→ **TASK INSTRUCTIONS**
Can you copy out every line of the data below, word for word, leaving the pictures out?

========================================================================

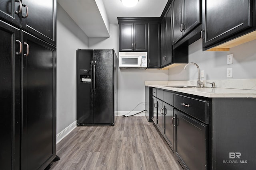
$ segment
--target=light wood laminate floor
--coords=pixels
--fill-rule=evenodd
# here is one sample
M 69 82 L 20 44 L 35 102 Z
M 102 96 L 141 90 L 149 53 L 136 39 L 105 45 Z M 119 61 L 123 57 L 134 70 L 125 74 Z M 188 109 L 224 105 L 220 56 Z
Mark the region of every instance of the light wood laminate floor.
M 50 170 L 182 170 L 145 116 L 118 116 L 114 126 L 76 128 L 57 145 Z

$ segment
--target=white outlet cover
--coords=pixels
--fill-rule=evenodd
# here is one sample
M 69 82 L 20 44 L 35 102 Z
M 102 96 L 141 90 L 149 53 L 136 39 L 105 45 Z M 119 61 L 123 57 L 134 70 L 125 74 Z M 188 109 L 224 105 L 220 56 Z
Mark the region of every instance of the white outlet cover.
M 203 78 L 204 77 L 204 71 L 203 70 L 201 70 L 201 78 Z
M 233 78 L 233 68 L 227 68 L 227 78 Z
M 233 64 L 233 54 L 230 54 L 228 55 L 227 64 Z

========================================================================

→ **TASK SOLUTION**
$ segment
--target=light wood laminate floor
--coords=pixels
--fill-rule=evenodd
# here is one sample
M 69 82 L 20 44 L 35 102 Z
M 102 96 L 141 90 L 149 53 L 136 39 L 105 45 Z M 119 61 L 123 57 L 134 70 L 125 74 Z M 188 109 L 224 105 L 220 56 Z
Mark the region of every instance of the light wood laminate floor.
M 50 170 L 182 170 L 145 116 L 118 116 L 114 126 L 76 128 L 57 145 Z

$ segment
--target=white outlet cover
--coords=pixels
--fill-rule=evenodd
# here is one sample
M 69 82 L 20 44 L 35 102 Z
M 102 96 L 141 90 L 149 53 L 136 39 L 105 45 Z M 119 61 L 123 57 L 134 70 L 125 74 Z M 188 109 L 224 105 L 220 56 Z
Mark the region of every instance of the white outlet cover.
M 203 78 L 204 77 L 204 71 L 203 70 L 201 70 L 201 78 Z
M 233 78 L 233 68 L 227 68 L 227 78 Z
M 233 64 L 233 54 L 230 54 L 228 55 L 227 64 Z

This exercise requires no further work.